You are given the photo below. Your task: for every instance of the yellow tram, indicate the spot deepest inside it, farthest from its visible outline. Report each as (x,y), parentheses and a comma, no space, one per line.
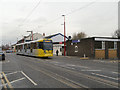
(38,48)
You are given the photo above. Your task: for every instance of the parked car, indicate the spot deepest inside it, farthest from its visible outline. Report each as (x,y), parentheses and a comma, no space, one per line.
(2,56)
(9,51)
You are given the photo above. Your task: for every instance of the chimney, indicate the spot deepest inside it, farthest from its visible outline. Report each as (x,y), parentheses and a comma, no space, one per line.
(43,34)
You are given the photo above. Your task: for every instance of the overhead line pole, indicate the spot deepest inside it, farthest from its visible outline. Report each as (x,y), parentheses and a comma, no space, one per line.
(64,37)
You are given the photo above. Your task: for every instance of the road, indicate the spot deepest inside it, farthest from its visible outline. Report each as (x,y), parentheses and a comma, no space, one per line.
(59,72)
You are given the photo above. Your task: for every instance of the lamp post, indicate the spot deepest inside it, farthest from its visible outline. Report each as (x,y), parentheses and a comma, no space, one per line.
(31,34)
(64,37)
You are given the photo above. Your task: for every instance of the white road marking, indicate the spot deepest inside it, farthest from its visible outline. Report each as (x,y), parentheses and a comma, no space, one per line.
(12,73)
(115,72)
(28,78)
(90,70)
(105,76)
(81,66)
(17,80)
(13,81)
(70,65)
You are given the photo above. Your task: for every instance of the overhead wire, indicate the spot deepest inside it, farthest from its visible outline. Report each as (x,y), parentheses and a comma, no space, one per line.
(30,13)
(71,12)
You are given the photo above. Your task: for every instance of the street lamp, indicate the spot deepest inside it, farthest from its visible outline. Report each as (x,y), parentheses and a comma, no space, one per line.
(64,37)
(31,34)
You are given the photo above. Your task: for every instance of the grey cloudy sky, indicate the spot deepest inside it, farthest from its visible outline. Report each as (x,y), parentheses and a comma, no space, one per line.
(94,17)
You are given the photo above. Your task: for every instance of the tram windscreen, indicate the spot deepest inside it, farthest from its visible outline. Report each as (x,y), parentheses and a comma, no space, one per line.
__________________________________________________
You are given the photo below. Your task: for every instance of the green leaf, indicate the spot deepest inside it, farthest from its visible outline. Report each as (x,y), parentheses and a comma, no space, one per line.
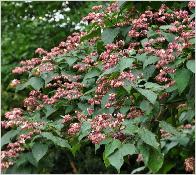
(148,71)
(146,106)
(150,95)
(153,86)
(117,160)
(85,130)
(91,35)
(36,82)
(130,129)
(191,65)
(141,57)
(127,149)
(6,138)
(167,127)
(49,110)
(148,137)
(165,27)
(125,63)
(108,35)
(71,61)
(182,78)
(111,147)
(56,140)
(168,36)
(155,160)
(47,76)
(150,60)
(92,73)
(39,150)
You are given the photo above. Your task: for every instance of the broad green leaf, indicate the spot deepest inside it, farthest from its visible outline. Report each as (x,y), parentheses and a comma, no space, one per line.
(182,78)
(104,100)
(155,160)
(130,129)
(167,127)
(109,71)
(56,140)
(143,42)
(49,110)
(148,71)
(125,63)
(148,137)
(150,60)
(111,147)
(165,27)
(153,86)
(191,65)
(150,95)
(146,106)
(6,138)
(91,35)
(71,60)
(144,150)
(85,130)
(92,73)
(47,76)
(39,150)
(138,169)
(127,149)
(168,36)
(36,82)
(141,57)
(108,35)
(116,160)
__________________________________________________
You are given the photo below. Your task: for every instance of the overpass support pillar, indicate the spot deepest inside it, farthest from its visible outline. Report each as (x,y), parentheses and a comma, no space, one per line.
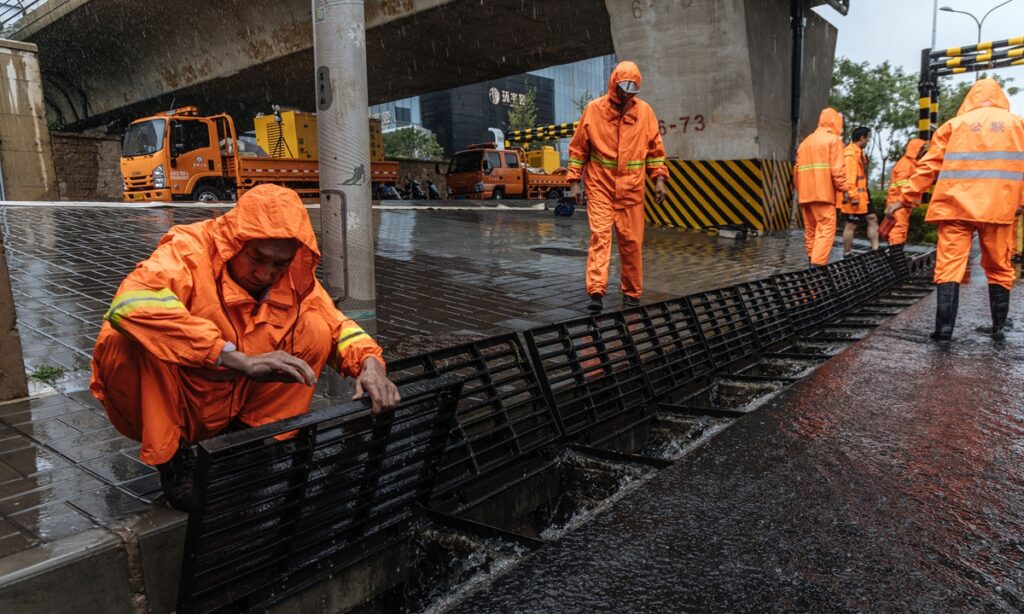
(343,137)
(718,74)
__________________________________________________
_Request_: Rescale the part that opens with the line containing "of the grey" and closes with the line containing "of the tram", both of those lines included. Write out only those lines in full, with the wording of the records unchanged, and multiply every answer coordinate by 0.85, rounding to whole numbers with halves rounded up.

_Full solution_:
You are given the photo above. Your task: for every instance of the grey cloudy sky, indicate the spot deepest inside it, farthest from its visible outline. Report each as (x,y), parentheses and a comma, no space, one per line.
(80,14)
You are given the photo above. Your task: for every instance of the tram windscreen, indicate the spot deepest inside it, farthest from its visible outline. Report each as (x,y), parentheses and a comma, no space, one per line.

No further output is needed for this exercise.